Sunday, April 19, 2009

Financial Innovation for Beginners

clipped from baselinescenario.com

Where I come from (career-wise at least), innovation meant that you invented something that people wanted, or you figured out a cheaper way to make something that people wanted, or you figured out a way to improve something that people wanted. Think of the iPod, or floss with a thin coating that makes it slide between your teeth more easily, or those little plastic things that keep the tips of your shoelaces together. These are things that make our lives, in aggregate, unequivocally better.


Financial innovation, however, comes in two forms. There are financial innovations that make our lives easier. One is the automated teller machine (ATM). ATMs are great. They mean that you don't have to wait in line at bank teller windows or rearrange your schedule to go to the bank when it is open, and most importantly you can get cash at any hour if you need it . . . almost anywhere in the world. I would pay real cash money to use ATMs if I had to (and occasionally I do, if it's not at my bank). Another example is the debit card, which saves me the trouble of dealing with cash altogether. There are corporate versions of these innovations, like corporate purchasing cards, which help automate the process by which employees buy stuff for their companies and get reimbursed for it. These types of innovations increase the quality of service and reduce costs - it's hard to argue with that.



The other kind of financial innovation has to do with extending access to credit. Here I think it's less clear that innovation is unequivocally good.

## Information
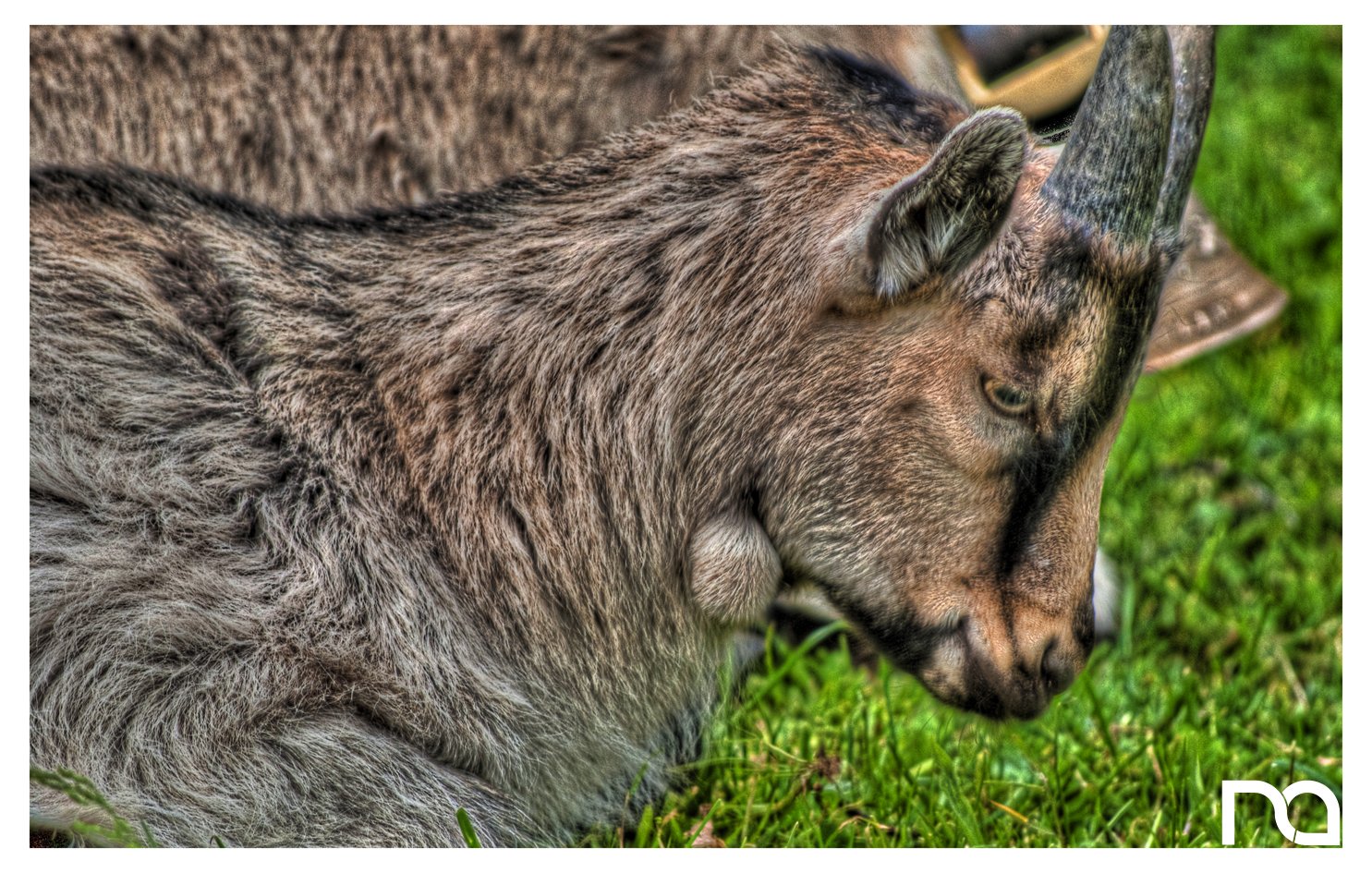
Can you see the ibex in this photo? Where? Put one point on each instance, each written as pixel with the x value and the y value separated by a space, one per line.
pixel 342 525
...
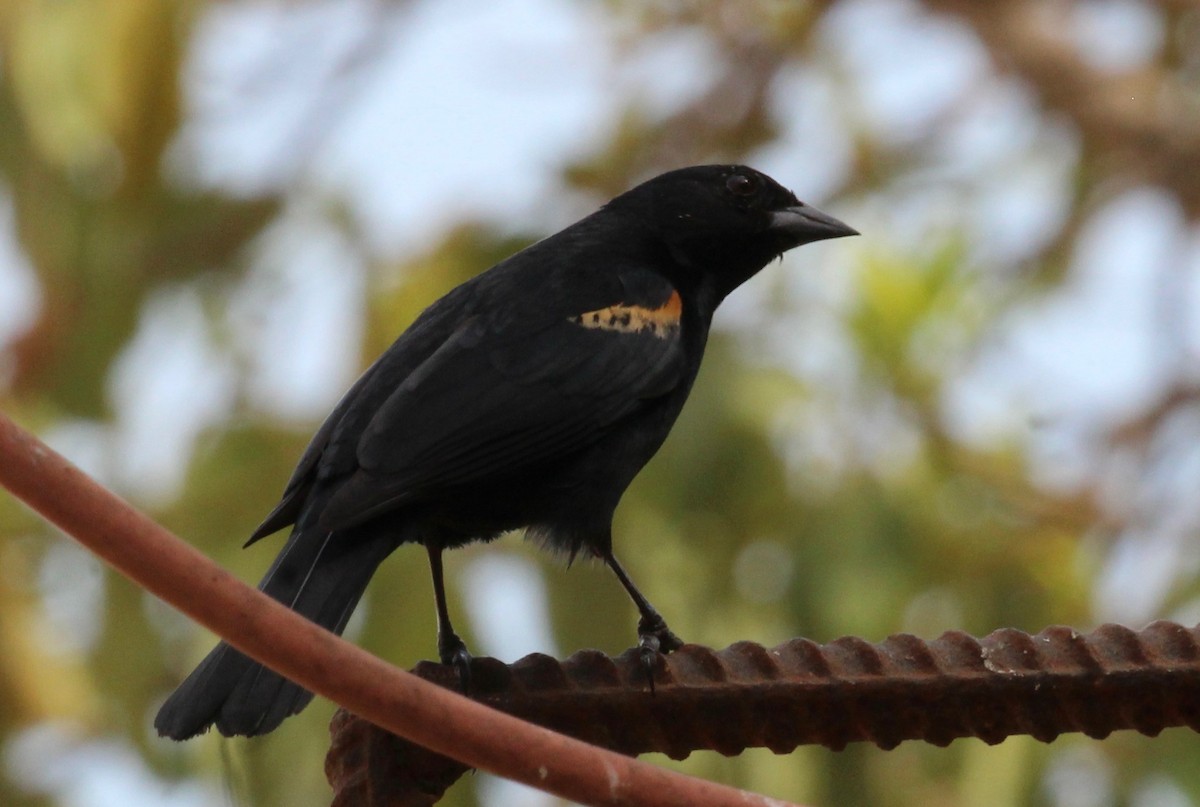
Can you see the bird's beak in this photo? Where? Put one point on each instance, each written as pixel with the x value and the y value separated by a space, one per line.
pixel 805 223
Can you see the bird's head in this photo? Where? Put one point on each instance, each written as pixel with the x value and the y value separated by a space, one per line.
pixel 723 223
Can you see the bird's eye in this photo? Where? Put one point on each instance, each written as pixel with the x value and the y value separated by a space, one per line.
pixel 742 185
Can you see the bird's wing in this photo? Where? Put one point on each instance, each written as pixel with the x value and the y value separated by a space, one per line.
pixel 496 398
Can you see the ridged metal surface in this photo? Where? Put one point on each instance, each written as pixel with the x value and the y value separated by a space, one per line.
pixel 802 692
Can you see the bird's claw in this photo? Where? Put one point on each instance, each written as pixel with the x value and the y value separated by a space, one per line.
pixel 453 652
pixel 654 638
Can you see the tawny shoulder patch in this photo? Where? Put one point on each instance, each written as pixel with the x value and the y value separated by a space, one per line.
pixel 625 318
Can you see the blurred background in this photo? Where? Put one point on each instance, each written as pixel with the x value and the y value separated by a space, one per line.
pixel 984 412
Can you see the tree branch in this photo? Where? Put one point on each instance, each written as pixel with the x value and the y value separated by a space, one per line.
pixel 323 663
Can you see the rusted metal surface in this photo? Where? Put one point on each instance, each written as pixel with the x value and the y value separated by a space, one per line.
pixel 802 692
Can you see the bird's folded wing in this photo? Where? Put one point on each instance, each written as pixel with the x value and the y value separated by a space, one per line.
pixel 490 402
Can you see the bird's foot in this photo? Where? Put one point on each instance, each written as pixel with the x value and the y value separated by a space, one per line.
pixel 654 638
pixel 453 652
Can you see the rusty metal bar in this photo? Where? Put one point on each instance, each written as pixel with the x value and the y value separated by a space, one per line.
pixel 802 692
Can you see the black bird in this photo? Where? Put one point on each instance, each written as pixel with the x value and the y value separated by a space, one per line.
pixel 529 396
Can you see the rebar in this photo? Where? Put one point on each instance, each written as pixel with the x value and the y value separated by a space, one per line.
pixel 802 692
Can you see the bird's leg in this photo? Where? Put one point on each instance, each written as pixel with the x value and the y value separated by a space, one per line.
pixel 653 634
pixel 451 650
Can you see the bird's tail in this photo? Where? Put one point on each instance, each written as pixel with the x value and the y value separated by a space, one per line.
* * *
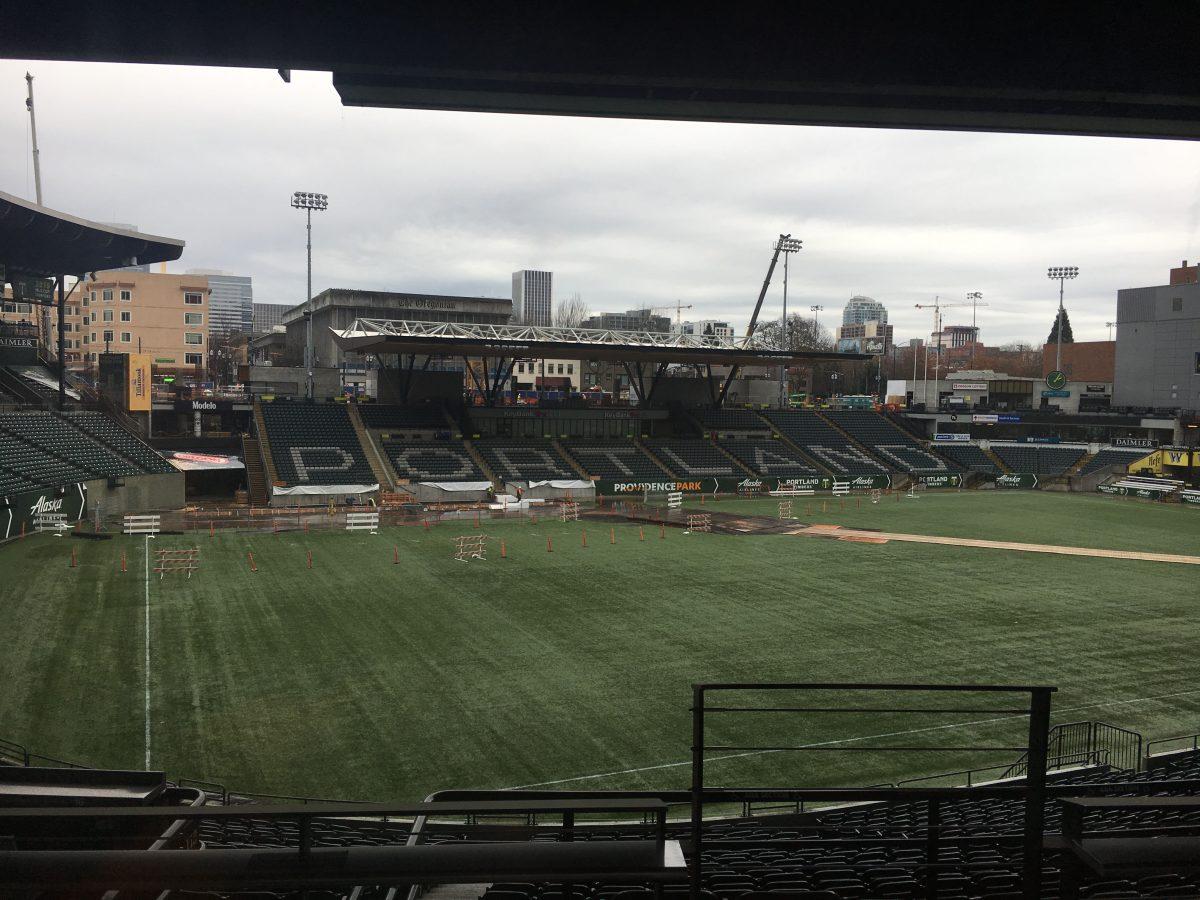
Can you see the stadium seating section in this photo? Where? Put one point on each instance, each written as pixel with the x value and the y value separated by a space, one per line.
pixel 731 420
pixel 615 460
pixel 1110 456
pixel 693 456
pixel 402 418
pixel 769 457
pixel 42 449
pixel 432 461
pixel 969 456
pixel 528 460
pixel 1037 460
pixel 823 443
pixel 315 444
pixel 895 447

## Aim of the exercise
Please reproduce the financial innovation post above word for word, from its date line to its last sentence.

## Exercise response
Sunday, April 19, 2009

Financial Innovation for Beginners

clipped from baselinescenario.com

Where I come from (career-wise at least), innovation meant that you invented something that people wanted, or you figured out a cheaper way to make something that people wanted, or you figured out a way to improve something that people wanted. Think of the iPod, or floss with a thin coating that makes it slide between your teeth more easily, or those little plastic things that keep the tips of your shoelaces together. These are things that make our lives, in aggregate, unequivocally better.


Financial innovation, however, comes in two forms. There are financial innovations that make our lives easier. One is the automated teller machine (ATM). ATMs are great. They mean that you don't have to wait in line at bank teller windows or rearrange your schedule to go to the bank when it is open, and most importantly you can get cash at any hour if you need it . . . almost anywhere in the world. I would pay real cash money to use ATMs if I had to (and occasionally I do, if it's not at my bank). Another example is the debit card, which saves me the trouble of dealing with cash altogether. There are corporate versions of these innovations, like corporate purchasing cards, which help automate the process by which employees buy stuff for their companies and get reimbursed for it. These types of innovations increase the quality of service and reduce costs - it's hard to argue with that.



The other kind of financial innovation has to do with extending access to credit. Here I think it's less clear that innovation is unequivocally good.